What is expected:
The records need to be set down again exactly as they appear.

++++ Records shown

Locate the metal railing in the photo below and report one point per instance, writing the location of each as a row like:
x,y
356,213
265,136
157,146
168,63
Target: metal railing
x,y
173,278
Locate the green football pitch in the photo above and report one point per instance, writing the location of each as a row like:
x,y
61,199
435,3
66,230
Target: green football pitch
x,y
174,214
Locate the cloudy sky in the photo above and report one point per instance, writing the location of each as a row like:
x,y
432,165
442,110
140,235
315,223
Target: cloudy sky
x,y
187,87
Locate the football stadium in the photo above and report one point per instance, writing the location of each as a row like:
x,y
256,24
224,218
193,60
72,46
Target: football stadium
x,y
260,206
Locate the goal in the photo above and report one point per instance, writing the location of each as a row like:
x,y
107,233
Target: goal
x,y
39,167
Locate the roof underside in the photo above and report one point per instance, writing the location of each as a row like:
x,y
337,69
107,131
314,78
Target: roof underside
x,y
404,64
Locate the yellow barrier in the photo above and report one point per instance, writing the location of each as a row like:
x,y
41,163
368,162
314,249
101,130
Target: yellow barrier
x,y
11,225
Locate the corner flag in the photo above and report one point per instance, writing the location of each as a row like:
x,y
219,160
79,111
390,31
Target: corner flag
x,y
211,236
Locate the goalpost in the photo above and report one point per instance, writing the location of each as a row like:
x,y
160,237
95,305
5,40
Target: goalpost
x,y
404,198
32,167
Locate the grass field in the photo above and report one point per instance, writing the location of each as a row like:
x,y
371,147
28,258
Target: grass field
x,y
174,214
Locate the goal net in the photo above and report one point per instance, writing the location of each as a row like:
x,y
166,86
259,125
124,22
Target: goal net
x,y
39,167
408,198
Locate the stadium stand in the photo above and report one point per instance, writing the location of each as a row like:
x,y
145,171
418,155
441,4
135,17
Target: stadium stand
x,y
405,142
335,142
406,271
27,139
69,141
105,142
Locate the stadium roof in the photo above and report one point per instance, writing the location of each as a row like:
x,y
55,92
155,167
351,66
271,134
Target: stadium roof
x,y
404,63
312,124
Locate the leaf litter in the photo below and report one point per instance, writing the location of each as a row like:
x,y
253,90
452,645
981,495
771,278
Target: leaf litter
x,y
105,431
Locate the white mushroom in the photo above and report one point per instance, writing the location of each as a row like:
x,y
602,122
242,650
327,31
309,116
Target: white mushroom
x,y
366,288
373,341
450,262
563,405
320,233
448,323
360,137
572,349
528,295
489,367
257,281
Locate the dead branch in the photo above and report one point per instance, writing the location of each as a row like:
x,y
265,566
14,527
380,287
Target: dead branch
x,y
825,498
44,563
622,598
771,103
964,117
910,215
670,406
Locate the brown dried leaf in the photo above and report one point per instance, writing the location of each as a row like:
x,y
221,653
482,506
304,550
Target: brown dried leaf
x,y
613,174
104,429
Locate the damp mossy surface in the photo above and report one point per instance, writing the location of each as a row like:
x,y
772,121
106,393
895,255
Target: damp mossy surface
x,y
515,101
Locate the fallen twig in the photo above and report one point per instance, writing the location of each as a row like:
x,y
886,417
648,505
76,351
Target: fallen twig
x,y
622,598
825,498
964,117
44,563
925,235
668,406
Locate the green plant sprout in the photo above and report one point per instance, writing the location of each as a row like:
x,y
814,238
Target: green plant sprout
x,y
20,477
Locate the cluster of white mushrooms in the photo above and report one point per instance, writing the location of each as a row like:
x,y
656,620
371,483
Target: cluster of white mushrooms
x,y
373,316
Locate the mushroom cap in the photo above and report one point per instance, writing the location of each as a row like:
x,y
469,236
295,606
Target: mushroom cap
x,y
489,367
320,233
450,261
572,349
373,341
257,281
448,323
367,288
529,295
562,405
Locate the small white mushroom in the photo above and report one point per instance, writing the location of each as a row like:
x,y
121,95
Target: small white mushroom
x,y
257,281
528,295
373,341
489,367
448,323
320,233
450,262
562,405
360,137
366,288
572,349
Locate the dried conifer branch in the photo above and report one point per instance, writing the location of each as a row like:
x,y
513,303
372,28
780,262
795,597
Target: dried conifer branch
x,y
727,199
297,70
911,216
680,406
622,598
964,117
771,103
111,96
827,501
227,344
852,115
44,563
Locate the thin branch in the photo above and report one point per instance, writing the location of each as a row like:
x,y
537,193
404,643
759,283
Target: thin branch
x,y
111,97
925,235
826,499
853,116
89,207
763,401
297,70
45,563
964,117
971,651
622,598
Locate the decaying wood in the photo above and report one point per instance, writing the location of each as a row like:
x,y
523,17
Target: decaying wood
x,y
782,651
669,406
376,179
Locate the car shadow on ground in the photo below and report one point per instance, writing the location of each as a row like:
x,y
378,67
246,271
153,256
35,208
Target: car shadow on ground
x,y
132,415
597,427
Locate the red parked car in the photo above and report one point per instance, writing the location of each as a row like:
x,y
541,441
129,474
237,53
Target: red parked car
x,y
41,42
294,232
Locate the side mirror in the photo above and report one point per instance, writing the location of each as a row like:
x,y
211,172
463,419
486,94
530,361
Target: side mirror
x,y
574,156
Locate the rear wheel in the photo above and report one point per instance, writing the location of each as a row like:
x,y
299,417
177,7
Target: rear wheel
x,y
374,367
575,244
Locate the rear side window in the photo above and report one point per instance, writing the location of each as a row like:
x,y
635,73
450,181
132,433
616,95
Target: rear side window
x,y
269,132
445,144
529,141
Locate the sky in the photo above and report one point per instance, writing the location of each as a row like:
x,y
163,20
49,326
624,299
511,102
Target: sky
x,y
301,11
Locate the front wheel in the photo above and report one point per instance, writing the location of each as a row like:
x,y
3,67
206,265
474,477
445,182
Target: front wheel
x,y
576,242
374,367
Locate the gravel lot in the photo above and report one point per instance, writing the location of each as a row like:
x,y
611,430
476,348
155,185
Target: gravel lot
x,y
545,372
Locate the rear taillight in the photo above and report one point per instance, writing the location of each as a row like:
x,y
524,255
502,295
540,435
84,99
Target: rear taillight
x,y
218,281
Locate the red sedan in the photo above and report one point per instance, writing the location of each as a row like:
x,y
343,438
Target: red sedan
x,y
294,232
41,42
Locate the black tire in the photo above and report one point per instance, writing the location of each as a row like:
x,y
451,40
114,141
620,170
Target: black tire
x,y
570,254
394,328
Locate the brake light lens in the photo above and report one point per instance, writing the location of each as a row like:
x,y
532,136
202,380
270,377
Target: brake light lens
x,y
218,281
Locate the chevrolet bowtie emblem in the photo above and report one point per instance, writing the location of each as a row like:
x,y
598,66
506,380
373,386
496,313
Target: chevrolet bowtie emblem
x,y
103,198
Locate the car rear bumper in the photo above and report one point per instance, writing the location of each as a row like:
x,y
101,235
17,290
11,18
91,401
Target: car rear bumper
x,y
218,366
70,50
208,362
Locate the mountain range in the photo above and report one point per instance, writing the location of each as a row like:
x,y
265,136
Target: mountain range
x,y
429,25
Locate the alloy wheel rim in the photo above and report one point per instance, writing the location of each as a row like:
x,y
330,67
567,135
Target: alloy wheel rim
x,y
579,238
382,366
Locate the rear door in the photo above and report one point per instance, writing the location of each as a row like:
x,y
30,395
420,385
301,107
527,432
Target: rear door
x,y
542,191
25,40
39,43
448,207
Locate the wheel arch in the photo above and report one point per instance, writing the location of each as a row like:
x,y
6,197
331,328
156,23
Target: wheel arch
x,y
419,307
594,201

++++++++

Answer box:
Locate the metal railing in the photo below and report one point per instance, writing the location of each as a row like:
x,y
356,213
265,136
157,146
168,63
Target: metal railing
x,y
173,278
Locate the green football pitch in the photo above and report one point per instance, writing the location of each as a row like:
x,y
61,199
435,3
66,230
Target: green football pitch
x,y
174,214
Locate the cloudy sky in the photo above and report one point per instance, writing the location of each as a row like:
x,y
432,165
442,110
140,235
315,223
Target: cloudy sky
x,y
187,87
Locate the football stadium in the photo above and report one point per instance, writing the location of each as a row like:
x,y
256,24
224,218
193,60
72,46
Target: football stadium
x,y
260,206
Locate the goal in the photo above and report one point per instance, writing the location of each as a row like:
x,y
107,233
Target: goal
x,y
39,167
Locate the roof underside in the photo above and report one point per instance, writing the location of each as a row like:
x,y
337,69
107,131
314,78
Target: roof underside
x,y
404,64
Locate the yellow barrier in the photo above and report one point per instance, writing the location of each as a row like:
x,y
41,163
368,162
314,249
101,130
Target: yellow barrier
x,y
11,225
Locate the corner flag in the photo above and report one point per instance, writing the location of each as a row like:
x,y
219,160
79,111
390,31
Target: corner flag
x,y
211,236
Locate the goalpost in the photo above and report one point per instance, writing the location of each as a row like:
x,y
160,237
95,305
5,40
Target: goalpost
x,y
404,198
32,167
Locate the grass field in the photo above and report one point per instance, writing the location of each as a row like:
x,y
371,147
28,258
Target: grass field
x,y
174,214
Locate the goal net in the photo above and report one point per instance, writing the location of each as a row like:
x,y
166,86
259,125
124,22
Target: goal net
x,y
39,167
408,198
Locate the stadium stand in the photo above and report one point per instance, writing the location of each as a row like:
x,y
145,171
418,155
441,4
135,17
Target: stadium stand
x,y
405,142
335,142
406,271
27,139
69,141
105,142
Locate the stadium roof in the photo above and report one point per instance, writing the location of each as a row like:
x,y
55,92
155,167
351,66
271,134
Target: stadium roof
x,y
404,63
312,124
Locate the leaf litter in the photo below and report one point per instance, writing the location of each as a row like:
x,y
253,90
452,645
981,495
771,278
Target: leaf litter
x,y
105,431
Locate the white mushroom in the photo above and report one point per instance, writing the location of each as a row like:
x,y
602,122
242,650
327,31
309,116
Target: white mushroom
x,y
366,288
373,341
450,262
563,405
320,233
448,323
360,137
572,349
528,295
489,367
257,281
Locate the dead branch in the photo above and report one point per instance, writing the location of each as a row like:
x,y
265,566
14,527
380,287
Target: dead branch
x,y
825,498
44,563
622,598
771,103
964,117
910,215
670,406
Locate the brown dried leaf in the photo above and report one point per instance, writing the location of each as a row like:
x,y
221,653
482,506
304,550
Target: brown dried leaf
x,y
613,174
104,429
Locate the damp mossy surface in the photo above and report one point per instance, writing the location of each as a row like:
x,y
772,121
106,393
895,255
Target: damp mossy surface
x,y
515,101
Locate the fallen twig in the photo above and report one point per instance, writing the location of each as a row like:
x,y
886,417
648,505
76,351
Target: fallen twig
x,y
622,598
825,498
964,117
44,563
925,235
668,406
Locate the green plant sprout in the photo above and report one point per instance, writing the location of each as a row like:
x,y
814,238
Target: green plant sprout
x,y
20,477
Locate the cluster of white mushrooms in the photo above and report one point per instance, writing the location of each as a row like:
x,y
656,620
371,483
Target: cluster of white mushrooms
x,y
373,316
Locate the mushroom cap in the photo above and report one point per instance, writing the location of each as a row like:
x,y
469,236
295,606
Target: mushroom cap
x,y
489,367
320,233
450,261
572,349
373,341
257,281
448,323
367,288
529,295
562,405
Locate the small white mushroom in the photo above and report one point per instance, writing the location of each as a row like:
x,y
121,95
Target: small white mushroom
x,y
257,281
528,295
373,341
489,367
448,323
320,233
450,262
562,405
360,137
366,288
572,349
Locate the dried conifer branch in the photo above and report one point per instance, writing the location of each as a row like:
x,y
513,303
372,28
780,262
795,597
Target: dried conifer branch
x,y
727,199
297,70
911,216
680,406
622,598
964,117
771,103
111,96
827,501
227,344
852,115
44,563
Locate the thin branch in the photo above and report one point per instance, writing the location of each as a row like:
x,y
537,193
404,643
759,283
Target: thin branch
x,y
111,97
925,235
826,499
853,116
89,207
763,401
297,70
45,563
964,117
971,651
622,598
Locate the decaying wood in the photo above and report one point per instance, writing the location of each as a row like:
x,y
523,17
Target: decaying wood
x,y
782,651
669,406
376,179
Locate the car shadow on ground in the photo below and report one point per instance, writing the location of each as a row like:
x,y
378,67
246,271
153,256
35,208
Target: car shadow on ground
x,y
132,415
597,427
Locate the red parked car in the photo above and report one point per instance, writing the location of each as a row like:
x,y
541,441
129,474
237,53
Target: red parked car
x,y
41,42
294,232
Locate the side mirror in the photo above and report one point per instance, writing the location of each as a row like:
x,y
211,172
463,419
486,94
530,361
Target: side mirror
x,y
574,156
Locate the rear wheel in the photo above and report one point per instance, writing the location of each as a row like:
x,y
299,417
177,7
Target: rear wheel
x,y
374,367
575,244
Locate the rear side window in the photo above and report one point per instance, writing the location of each as a row like:
x,y
635,73
450,181
132,433
616,95
Target: rear side window
x,y
269,132
445,144
529,141
Locate the sky in the photo above and report one point per instance, writing the location of each as a row like:
x,y
163,20
49,326
624,299
511,102
Target: sky
x,y
301,11
Locate the front wheel in the photo above and report one point per instance, writing the location of each as a row like:
x,y
3,67
206,265
474,477
445,182
Target: front wheel
x,y
576,242
374,367
Locate the gravel lot in the photo above and report one point per instance, writing the location of each as a row like:
x,y
611,430
476,348
155,185
Target: gravel lot
x,y
545,372
Locate the rear taillight in the photo above and report one point per instance, writing the location of each as a row like:
x,y
524,255
502,295
540,435
84,99
Target: rear taillight
x,y
218,281
Locate the red sedan in the photo above and report one point per instance, writing the location of each as a row like:
x,y
343,438
Target: red sedan
x,y
294,232
41,42
Locate the black tire in the photo above and report one point per instance, writing the location of each as a row like:
x,y
451,40
114,141
620,170
Target: black tire
x,y
570,254
394,328
Locate the brake light lens in the photo above and report one point per instance, writing the location of each as a row like:
x,y
532,136
202,380
270,377
Target: brake light lens
x,y
218,281
Locate the chevrolet bowtie emblem in the photo above and report one point per instance, writing the location of each as a row like:
x,y
598,66
506,380
373,386
496,313
Target: chevrolet bowtie emblem
x,y
103,198
Locate the car rear bumper in the photo above and report one point per instance, writing the location of each as a row like:
x,y
101,235
17,290
11,18
91,401
Target: car rear bumper
x,y
218,366
70,50
208,362
Locate the mountain range in the photo above and report one point per instance, writing the location of each as a row like:
x,y
265,136
Target: mountain range
x,y
429,25
Locate the alloy wheel rim in the photo above and report one point per instance, writing the location of each as a row like:
x,y
330,67
567,135
Target: alloy wheel rim
x,y
579,238
382,366
Locate the rear door in the photo above and report one point per instance, writing the location of each as a row like:
x,y
30,395
420,385
301,107
527,432
Target: rear door
x,y
542,191
25,40
39,43
448,207
Locate the wheel arch in the photo above and report one point per instance, writing the location of each as a row like:
x,y
6,197
331,328
156,23
Target: wheel arch
x,y
419,307
594,201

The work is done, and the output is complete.